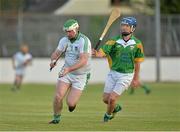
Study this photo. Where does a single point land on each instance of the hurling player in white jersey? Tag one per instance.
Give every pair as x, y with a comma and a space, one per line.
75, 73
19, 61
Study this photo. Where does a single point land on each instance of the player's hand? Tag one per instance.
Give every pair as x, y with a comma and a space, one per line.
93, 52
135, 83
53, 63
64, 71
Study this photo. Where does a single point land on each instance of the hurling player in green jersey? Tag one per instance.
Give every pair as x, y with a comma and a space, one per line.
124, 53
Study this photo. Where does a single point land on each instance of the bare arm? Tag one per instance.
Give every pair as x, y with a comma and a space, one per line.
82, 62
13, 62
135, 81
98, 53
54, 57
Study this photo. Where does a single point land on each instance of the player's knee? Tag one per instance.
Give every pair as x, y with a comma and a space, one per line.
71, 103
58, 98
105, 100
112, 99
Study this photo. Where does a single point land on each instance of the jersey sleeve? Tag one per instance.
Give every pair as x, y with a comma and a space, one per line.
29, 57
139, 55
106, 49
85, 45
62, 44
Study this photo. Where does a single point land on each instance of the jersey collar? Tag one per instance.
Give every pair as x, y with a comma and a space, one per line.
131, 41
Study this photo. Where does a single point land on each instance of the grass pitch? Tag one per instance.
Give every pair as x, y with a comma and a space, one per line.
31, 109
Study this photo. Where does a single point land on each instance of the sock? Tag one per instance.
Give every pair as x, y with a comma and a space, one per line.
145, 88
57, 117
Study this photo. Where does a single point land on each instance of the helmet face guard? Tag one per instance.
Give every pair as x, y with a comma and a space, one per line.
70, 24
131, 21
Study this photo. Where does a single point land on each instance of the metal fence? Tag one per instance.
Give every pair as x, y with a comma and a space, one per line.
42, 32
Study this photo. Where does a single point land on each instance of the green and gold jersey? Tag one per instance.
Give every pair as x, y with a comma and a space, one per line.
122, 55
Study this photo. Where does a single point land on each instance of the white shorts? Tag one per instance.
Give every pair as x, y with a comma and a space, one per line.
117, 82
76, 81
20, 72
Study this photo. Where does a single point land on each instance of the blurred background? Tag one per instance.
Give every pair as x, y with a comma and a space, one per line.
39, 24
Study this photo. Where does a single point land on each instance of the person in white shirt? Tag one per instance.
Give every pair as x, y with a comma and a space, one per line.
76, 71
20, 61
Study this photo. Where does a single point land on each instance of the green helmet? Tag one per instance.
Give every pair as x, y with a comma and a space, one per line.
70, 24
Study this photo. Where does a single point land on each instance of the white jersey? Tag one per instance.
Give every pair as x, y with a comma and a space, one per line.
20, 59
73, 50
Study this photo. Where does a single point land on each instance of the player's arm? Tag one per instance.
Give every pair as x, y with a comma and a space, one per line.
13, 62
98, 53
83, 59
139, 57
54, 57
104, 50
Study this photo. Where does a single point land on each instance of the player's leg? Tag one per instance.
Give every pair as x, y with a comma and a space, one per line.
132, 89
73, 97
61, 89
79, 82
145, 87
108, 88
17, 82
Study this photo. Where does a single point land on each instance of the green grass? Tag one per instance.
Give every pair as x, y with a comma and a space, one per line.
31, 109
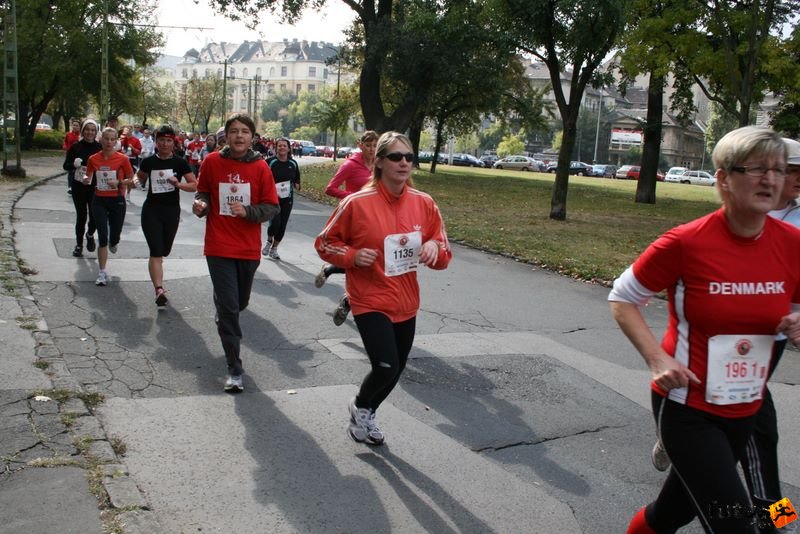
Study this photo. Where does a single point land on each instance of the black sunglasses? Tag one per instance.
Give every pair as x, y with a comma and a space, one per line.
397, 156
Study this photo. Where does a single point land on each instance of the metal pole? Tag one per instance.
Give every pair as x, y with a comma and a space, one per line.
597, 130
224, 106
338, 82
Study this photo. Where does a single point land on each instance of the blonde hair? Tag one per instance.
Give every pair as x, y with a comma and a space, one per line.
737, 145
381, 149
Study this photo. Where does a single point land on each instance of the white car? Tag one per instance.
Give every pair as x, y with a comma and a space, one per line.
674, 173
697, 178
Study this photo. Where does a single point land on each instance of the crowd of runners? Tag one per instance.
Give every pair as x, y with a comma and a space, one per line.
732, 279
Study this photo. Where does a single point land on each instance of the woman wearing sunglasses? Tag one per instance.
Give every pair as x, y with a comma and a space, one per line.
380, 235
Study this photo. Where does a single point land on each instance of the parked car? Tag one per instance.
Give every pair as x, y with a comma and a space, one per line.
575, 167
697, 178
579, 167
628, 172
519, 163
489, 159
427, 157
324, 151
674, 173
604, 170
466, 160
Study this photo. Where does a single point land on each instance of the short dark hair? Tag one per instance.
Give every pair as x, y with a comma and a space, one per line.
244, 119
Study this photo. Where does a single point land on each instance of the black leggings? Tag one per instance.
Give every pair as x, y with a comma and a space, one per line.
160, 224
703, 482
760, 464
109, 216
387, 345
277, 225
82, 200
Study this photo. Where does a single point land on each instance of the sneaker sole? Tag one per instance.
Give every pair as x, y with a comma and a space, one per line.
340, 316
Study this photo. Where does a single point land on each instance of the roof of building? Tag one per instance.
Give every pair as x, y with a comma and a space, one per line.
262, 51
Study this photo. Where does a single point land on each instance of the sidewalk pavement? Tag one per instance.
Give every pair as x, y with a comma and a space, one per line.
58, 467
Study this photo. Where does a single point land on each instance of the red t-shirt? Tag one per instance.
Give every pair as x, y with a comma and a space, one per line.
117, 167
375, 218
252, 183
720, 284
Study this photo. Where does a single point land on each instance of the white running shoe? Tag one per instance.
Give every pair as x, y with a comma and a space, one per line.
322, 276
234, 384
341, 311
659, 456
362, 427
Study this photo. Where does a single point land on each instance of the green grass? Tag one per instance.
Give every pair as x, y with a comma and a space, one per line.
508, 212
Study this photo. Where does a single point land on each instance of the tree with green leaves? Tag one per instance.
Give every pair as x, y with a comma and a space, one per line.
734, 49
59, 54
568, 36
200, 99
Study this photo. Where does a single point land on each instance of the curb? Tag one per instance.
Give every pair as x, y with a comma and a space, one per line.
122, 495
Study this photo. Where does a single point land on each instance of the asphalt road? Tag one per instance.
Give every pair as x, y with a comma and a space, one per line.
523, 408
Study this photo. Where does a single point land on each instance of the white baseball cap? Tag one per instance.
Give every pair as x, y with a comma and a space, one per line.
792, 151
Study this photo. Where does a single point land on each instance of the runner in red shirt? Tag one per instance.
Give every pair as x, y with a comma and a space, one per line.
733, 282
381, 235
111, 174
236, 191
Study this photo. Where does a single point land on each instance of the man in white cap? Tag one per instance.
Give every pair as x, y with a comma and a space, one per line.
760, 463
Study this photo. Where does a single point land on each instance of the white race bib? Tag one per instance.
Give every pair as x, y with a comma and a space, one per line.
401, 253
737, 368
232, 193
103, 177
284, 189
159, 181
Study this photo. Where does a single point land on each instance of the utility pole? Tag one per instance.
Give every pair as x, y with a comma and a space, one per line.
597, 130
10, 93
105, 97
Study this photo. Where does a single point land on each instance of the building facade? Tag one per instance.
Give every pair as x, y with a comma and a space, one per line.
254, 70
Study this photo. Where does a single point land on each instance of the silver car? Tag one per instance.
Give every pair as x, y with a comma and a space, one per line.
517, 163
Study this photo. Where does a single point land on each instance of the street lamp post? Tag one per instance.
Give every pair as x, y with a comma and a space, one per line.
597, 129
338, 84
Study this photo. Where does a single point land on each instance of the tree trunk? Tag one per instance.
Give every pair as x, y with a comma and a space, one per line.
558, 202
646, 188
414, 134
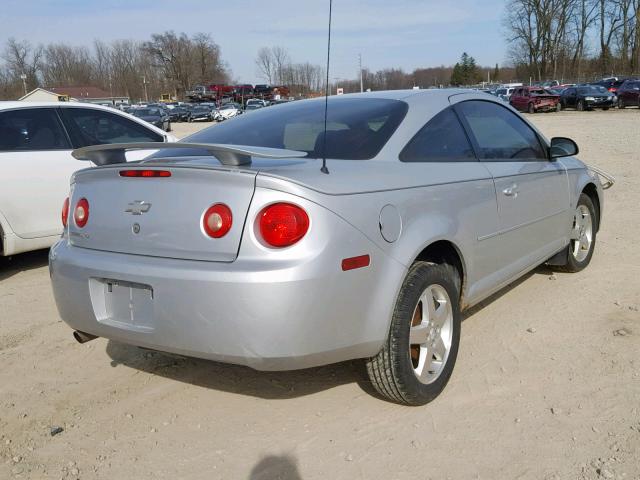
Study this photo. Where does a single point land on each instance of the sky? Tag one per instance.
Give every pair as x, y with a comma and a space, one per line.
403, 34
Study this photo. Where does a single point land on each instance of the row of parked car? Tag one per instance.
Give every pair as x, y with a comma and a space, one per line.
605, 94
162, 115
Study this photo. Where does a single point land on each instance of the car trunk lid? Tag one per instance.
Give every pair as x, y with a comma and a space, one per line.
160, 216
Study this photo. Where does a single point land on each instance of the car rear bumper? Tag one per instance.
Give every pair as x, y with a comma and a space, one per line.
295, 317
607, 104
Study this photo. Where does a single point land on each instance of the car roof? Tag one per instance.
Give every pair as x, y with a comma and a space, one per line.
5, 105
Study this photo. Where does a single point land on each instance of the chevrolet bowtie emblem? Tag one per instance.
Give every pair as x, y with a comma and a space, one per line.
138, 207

Exercise:
Output exactly the lines from the one containing "trunk? Tag one per instance." through the last line of the records above, both included, leaving out any pictures.

Task response:
Study this photo. Where does a single point land on each instance of the tree trunk? Tag one per instance.
Give every pair as x, y with a comma and a space, one per line.
558, 202
646, 188
414, 134
Study this photo. Where does a single point land on each instance of the sky? Tag one per instance.
Give every pair as x, y with a comma and a space, one per line.
403, 34
Study this photo. Where does a single point land on each instance of the row of parked car? Tag one per instance.
Give every pair as x, y with a comma and a space, one per line.
605, 94
162, 115
Study this photo. Where does a single point land on each instance of the car trunk lid? Tag one per instance.
Give every pair as x, y with a comma and a space, one per line.
160, 216
Study this photo. Where does a single point land on each instance of the car rear bumper? Tag one per instance.
Give every pair as x, y with a comma and a space, one per line.
295, 317
607, 104
Study this photo. Where does a single point land on each instance of the car roof? Tag one per instance.
Give every pair as x, y with a comma and a space, one per line.
5, 105
Study this photo. Where does a single point land on each instance of the chevrolet bowtie emblem? Tag one per instance.
Give every pair as x, y with a comma and a space, one per line.
138, 207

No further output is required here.